__SUPPLIED TEXT__
————————

The Process
The BC bibliography metadata schema was drafted using the Dublin Core standard supported natively by our content management system, CONTENTdm. The following chart shows the collection field names and corresponding DC and MARC values that we used to map the data.
Displayed Field Name | DC Mapping | MARC | Notes |
Title | dc.title | 245 | |
Main Author | dc.creator | 100 | Last name, first name |
Corporate Author | dc.creator | 110 (710?) | |
Contributors | dc.contributor | 7xx | Any additional names, authors etc. |
Language(s) | dc.language | – | Use natural language |
Publication date | dc.coverage | 260c | |
Sort date | dc.date | – | Hidden field (use YYYY) |
Publisher | dc.publisher | 260b | |
Place of Publication | 260a | ||
Subject | dc.subject | 650, 651, 610, 600 | |
Subject – Geographic | dc.coverage | Place names only | |
Physical Description | 300 | ||
Description | dc.description | 500, 246 | Include scope note from the bibliography |
Genre | dc.type | Use controlled vocab in CDM | |
Original from | dc.source | Contributing institution name (no abbrev.) | |
Locate a Print Version | Identifier.print | WorldCat record URL (containing OCLC Accession #). UBC catalogue record URL if no WorldCat record exists. | |
Digital Image format | dc.format | Use IANA MIME Media Types vocabulary | |
Digital content type | dc.type | Use DCMI type vocabulary | |
Collection website | Relation.isPartOf | URL for BC Bib | |
Rights | dc.rights | Images provided for research and reference use only. For permission to publish, copy, or otherwise distribute these images please contact digital.initiatives@ubc.ca | |
Edition | |||
Forms Part of | Relation.is part of | For serial runs | |
BC Bibliography id | (from BC Bib Book Index – i.e. “I-141”) | ||
Transcript | |||
Permissions | |||
OCLC Number | New OCLC Accession # which will be assigned to the digital version. (NOT OCLC # for the print version.) | ||
Directory |
Collecting Data
The process we created involved several different steps as data from different sources had to be converted to a common format before it could be combined and normalized. Much of the metadata began in the MARC format, including the catalogue data from contributing institutions and WorldCat. We also scanned and OCRd the original data from the print bibliographies and had the entries fielded and mapped to MARC. This proved fortunate because although MARC’s numeric codes are largely incomprehensible to the majority of human beings, they are easily read by machines; especially when talented developers have already done the heavy lifting and are good enough to share their work. Using the MARC/Perl library, we wrote a Perl script to extract the fields we wanted in the required order. The script also breaks the Library of Congrese subject headings into constitutuent terms, removes duplicate terms, and returns the results in a semicolon-separated format suitable for the intended faceted browsing interface. For ease of use, the Perl script was embedded in a right-click activatable Service in OSX that could easily be applied to a selected file by any user.

————————

__DATASET EXCERPT__
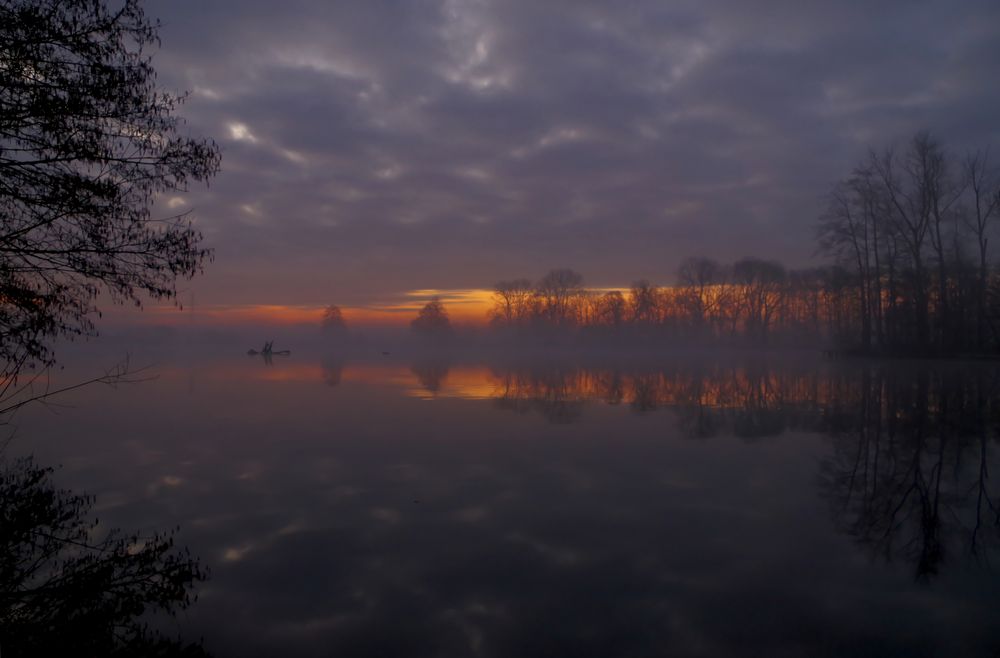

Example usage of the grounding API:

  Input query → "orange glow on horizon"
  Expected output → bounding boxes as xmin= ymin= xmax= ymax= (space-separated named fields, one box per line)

xmin=114 ymin=289 xmax=493 ymax=327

————————

__JOB__
Carry on the write-up about the BC bibliography metadata process, picking up right after its final sentence. The data here comes from a different source.

__EXERCISE ANSWER__
When metadata was unavailable in MARC format, it was sometimes necessary to harvest data from catalogue websites. To avoid unecessary and mind-numbing copying and pasting, we used the iMacros plugin for FireFox to create simple web scraping scripts to output the required data in an order and format consistent with the output of our Perl script.
Combining Data
Ultimately this resulted in a (tabbed) text file from each source (print bibliographies, WorldCat, and institutional catalogue records) that contained the metadata we wanted in the appropriate fields and order, but still needed to be combined into a single record for each item. We accomplished this using a Microsoft Excel template that allowed us to create a master metadata sheet from all three source files. We chose Excel for this over other solutions because it both allowed us to easily specify the way each field was combined, and gave us a chance to manually review and edit the output from the MARC/Perl script and web scraping. The template includes tabs for each of the source files and a “final” tab for the combined values.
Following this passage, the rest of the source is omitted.